# ENTRIES PROVIDED

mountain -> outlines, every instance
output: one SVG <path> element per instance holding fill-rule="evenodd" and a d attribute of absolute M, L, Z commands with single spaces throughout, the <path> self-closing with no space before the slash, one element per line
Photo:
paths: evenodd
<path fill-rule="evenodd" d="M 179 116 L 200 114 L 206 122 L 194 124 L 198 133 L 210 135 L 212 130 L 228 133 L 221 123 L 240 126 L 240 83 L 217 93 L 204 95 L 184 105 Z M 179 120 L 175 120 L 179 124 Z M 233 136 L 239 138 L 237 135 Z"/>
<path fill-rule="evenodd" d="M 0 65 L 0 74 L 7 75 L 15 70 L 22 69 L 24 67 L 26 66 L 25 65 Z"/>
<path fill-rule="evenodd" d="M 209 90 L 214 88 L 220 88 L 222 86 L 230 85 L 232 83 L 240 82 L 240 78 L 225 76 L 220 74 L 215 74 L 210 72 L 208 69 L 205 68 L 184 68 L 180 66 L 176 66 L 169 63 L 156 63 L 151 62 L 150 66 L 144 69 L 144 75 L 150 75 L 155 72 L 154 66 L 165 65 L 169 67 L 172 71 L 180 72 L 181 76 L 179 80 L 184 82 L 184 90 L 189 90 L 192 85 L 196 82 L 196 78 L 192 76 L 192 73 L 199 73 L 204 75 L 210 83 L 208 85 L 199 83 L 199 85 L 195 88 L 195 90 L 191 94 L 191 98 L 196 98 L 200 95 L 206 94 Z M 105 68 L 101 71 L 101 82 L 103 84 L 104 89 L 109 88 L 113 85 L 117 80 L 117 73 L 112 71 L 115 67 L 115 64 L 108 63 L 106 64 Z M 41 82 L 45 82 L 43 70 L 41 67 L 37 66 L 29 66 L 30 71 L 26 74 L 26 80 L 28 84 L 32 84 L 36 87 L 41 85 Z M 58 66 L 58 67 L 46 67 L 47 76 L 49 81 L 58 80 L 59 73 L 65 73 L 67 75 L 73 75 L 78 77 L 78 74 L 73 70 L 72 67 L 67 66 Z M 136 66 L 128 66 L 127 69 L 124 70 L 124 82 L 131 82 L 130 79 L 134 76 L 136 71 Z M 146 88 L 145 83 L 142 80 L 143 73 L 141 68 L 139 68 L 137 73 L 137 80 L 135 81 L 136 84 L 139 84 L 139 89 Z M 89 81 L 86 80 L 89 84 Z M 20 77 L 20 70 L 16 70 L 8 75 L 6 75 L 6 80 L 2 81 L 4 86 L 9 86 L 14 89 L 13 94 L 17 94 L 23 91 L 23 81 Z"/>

# YOUR INSTRUCTIONS
Please repeat every line of the records above, unchanged and in the same order.

# PROBLEM SOLUTION
mountain -> outlines, every instance
output: one SVG <path> element per instance holding fill-rule="evenodd" and a d attribute of absolute M, L, Z commands with single spaces throughout, the <path> self-closing with no space before the slash, one element per line
Photo:
paths: evenodd
<path fill-rule="evenodd" d="M 179 116 L 200 114 L 206 122 L 194 124 L 198 133 L 210 135 L 212 130 L 228 133 L 221 123 L 240 126 L 240 83 L 217 93 L 204 95 L 184 105 Z M 179 120 L 175 120 L 179 124 Z M 233 136 L 239 138 L 237 135 Z"/>
<path fill-rule="evenodd" d="M 0 65 L 0 74 L 7 75 L 15 70 L 22 69 L 24 67 L 26 66 L 25 65 Z"/>
<path fill-rule="evenodd" d="M 209 90 L 214 88 L 220 88 L 222 86 L 230 85 L 232 83 L 240 82 L 240 78 L 225 76 L 220 74 L 215 74 L 210 72 L 208 69 L 205 68 L 184 68 L 180 66 L 176 66 L 169 63 L 156 63 L 151 62 L 150 66 L 144 69 L 144 75 L 150 75 L 155 72 L 154 66 L 165 65 L 169 67 L 172 71 L 180 72 L 181 76 L 179 80 L 184 82 L 184 90 L 189 90 L 192 85 L 196 82 L 196 78 L 192 76 L 192 73 L 199 73 L 204 75 L 210 83 L 208 85 L 199 83 L 199 85 L 195 88 L 195 90 L 191 94 L 191 98 L 196 98 L 200 95 L 206 94 Z M 105 68 L 101 71 L 101 82 L 103 84 L 104 89 L 109 88 L 113 85 L 117 80 L 117 73 L 112 71 L 115 67 L 115 64 L 108 63 L 106 64 Z M 41 82 L 45 82 L 43 70 L 41 67 L 37 66 L 29 66 L 30 71 L 26 74 L 26 80 L 28 84 L 32 84 L 36 87 L 41 85 Z M 58 66 L 58 67 L 46 67 L 47 76 L 49 81 L 58 80 L 59 73 L 65 73 L 67 75 L 73 75 L 78 77 L 78 74 L 73 70 L 72 67 L 67 66 Z M 136 66 L 128 66 L 127 69 L 124 70 L 124 82 L 131 82 L 130 79 L 134 76 L 136 71 Z M 146 88 L 145 83 L 142 80 L 143 73 L 141 68 L 139 68 L 137 73 L 137 80 L 135 81 L 136 84 L 139 84 L 139 89 Z M 89 81 L 86 80 L 89 84 Z M 20 77 L 20 70 L 16 70 L 8 75 L 6 75 L 6 80 L 2 81 L 4 86 L 9 86 L 14 89 L 13 94 L 17 94 L 23 91 L 23 81 Z"/>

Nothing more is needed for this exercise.